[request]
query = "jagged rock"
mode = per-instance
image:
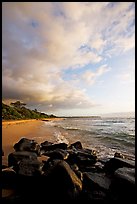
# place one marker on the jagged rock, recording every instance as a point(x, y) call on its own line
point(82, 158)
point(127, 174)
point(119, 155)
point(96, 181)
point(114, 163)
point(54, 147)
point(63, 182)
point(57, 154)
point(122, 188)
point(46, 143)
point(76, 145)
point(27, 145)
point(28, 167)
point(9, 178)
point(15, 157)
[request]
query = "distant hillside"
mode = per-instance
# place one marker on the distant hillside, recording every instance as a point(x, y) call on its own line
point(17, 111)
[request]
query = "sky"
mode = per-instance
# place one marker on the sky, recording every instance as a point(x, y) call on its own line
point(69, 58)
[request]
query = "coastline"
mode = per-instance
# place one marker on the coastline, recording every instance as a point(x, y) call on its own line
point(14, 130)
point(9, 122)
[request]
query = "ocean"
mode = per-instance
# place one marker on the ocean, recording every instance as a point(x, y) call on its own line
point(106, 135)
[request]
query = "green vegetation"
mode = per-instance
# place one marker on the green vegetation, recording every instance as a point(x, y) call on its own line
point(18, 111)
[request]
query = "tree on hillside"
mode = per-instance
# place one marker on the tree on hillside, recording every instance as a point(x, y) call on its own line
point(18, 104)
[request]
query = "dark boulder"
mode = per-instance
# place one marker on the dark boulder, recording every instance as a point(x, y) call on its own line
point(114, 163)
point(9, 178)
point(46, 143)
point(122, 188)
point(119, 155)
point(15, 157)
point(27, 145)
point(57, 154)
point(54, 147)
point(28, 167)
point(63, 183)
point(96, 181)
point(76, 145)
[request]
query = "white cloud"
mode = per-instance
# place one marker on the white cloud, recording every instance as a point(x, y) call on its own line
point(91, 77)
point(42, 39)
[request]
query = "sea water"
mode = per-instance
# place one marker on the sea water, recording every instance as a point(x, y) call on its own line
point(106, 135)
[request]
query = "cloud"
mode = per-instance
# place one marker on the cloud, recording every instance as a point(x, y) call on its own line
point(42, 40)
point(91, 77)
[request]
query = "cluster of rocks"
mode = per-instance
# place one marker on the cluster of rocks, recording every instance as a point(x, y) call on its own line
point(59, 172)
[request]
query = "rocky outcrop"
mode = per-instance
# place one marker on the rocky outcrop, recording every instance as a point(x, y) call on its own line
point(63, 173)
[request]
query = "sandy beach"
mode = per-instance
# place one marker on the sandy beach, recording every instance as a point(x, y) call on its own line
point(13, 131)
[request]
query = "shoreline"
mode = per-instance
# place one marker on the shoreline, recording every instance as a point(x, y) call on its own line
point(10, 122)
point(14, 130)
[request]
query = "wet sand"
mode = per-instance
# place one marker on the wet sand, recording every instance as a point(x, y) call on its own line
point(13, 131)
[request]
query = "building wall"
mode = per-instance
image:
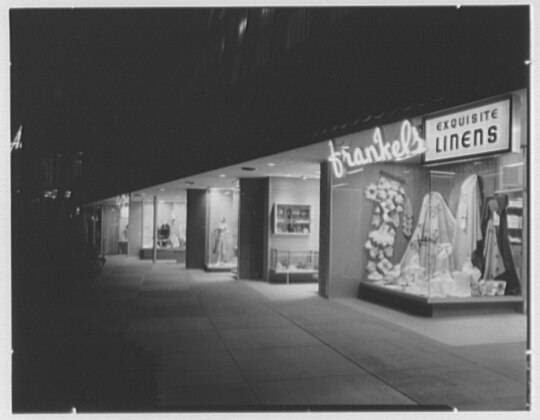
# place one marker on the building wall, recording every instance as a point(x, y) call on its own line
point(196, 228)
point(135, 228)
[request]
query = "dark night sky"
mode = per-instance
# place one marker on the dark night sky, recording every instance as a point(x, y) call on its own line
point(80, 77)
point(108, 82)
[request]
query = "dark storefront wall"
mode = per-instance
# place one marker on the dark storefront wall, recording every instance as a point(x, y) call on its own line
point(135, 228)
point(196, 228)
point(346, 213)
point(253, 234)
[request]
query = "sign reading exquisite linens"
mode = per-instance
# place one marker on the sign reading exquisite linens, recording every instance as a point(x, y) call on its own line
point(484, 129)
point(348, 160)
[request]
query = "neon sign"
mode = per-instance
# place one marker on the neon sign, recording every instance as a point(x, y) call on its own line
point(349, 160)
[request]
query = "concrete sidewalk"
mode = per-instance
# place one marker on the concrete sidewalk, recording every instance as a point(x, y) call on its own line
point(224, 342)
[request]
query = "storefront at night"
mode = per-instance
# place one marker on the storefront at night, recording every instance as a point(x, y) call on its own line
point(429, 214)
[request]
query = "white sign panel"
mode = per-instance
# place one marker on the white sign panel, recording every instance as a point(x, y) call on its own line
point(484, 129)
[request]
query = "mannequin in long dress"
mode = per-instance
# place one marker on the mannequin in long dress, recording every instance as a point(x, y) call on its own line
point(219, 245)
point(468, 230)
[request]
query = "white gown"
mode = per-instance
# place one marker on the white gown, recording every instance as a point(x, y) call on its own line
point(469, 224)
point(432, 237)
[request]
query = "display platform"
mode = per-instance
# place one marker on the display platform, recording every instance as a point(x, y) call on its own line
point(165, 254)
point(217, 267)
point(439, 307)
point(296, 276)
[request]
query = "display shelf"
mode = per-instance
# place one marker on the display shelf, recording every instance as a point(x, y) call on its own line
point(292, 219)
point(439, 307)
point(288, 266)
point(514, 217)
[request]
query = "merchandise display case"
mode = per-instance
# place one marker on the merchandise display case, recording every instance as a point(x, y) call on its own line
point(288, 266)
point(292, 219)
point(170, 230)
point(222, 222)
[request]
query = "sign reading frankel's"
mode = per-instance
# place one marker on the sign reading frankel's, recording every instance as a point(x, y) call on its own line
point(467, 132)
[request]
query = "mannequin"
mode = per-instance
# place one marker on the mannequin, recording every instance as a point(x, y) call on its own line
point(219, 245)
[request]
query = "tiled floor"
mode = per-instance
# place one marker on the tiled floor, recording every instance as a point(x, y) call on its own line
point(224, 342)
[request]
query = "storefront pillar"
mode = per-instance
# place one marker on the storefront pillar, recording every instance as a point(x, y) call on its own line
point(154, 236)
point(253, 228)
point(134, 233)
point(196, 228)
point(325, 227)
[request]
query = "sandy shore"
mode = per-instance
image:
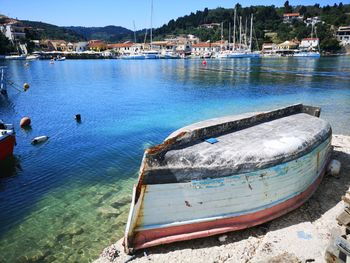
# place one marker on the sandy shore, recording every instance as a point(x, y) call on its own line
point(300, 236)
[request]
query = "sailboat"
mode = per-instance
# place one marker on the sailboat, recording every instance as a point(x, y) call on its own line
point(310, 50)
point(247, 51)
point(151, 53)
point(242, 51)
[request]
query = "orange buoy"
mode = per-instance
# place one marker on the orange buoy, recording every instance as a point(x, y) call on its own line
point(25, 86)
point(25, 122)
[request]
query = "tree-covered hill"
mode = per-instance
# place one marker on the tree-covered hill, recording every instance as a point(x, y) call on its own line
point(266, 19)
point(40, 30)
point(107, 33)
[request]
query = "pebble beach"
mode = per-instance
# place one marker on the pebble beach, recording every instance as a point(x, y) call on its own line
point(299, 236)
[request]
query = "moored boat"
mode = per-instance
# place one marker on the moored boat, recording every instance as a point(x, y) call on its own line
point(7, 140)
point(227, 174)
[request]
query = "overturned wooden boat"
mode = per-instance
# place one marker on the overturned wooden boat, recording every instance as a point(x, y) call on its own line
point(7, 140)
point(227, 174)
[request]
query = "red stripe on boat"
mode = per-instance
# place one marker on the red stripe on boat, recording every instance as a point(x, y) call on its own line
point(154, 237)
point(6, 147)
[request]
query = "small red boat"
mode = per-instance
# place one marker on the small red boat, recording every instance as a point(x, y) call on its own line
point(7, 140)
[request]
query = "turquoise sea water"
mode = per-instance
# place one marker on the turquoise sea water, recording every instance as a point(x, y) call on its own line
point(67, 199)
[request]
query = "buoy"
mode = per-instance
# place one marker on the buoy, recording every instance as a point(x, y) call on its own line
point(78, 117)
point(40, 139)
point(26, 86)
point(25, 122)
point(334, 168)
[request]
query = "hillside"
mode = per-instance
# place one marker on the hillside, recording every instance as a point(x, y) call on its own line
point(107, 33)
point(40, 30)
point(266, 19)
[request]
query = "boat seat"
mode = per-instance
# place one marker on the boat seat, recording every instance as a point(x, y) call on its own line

◇ ◇ ◇ ◇ ◇ ◇ ◇

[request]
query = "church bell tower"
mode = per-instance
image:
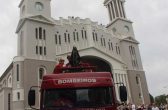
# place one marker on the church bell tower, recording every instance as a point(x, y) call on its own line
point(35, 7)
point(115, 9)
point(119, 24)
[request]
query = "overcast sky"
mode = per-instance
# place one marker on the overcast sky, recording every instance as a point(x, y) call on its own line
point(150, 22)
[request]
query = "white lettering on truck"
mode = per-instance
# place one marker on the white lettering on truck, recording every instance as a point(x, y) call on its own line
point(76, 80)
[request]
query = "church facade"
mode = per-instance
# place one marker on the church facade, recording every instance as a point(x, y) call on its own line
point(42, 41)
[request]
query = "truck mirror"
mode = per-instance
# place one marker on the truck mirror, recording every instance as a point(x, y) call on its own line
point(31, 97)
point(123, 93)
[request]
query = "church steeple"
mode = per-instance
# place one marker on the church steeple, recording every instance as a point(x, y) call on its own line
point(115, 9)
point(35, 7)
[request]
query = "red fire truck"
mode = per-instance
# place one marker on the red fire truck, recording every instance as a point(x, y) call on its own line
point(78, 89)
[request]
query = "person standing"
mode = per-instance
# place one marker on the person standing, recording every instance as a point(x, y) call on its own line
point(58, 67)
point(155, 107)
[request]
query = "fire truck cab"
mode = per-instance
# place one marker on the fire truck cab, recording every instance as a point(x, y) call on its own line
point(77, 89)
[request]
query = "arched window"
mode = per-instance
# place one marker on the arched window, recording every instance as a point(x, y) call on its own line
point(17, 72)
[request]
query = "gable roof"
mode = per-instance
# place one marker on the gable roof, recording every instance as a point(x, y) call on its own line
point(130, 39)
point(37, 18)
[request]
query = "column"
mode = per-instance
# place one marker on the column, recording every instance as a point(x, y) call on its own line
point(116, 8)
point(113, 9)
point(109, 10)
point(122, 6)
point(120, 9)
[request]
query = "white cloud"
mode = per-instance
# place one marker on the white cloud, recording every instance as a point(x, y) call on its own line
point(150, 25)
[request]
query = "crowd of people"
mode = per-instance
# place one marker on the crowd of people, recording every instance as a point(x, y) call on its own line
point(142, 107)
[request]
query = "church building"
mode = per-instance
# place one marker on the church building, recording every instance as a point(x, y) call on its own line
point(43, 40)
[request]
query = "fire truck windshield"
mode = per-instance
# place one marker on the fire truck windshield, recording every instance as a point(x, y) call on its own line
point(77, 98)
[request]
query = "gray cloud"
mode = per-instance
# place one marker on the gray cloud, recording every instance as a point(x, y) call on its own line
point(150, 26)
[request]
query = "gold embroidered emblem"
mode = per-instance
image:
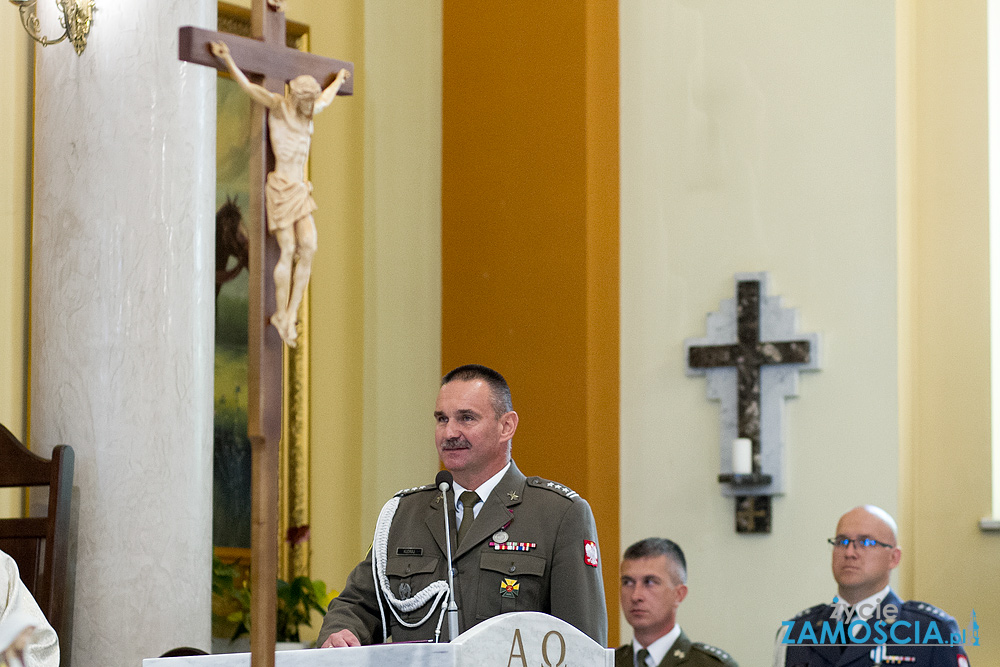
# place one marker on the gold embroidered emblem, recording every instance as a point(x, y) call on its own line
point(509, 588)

◇ ◇ ◇ ◇ ◇ ◇ ◇

→ **Your goal**:
Please count how many lines of the data above contain the string "fire", treating uppercase and lowercase as different, and give only the number.

→ **Full solution**:
6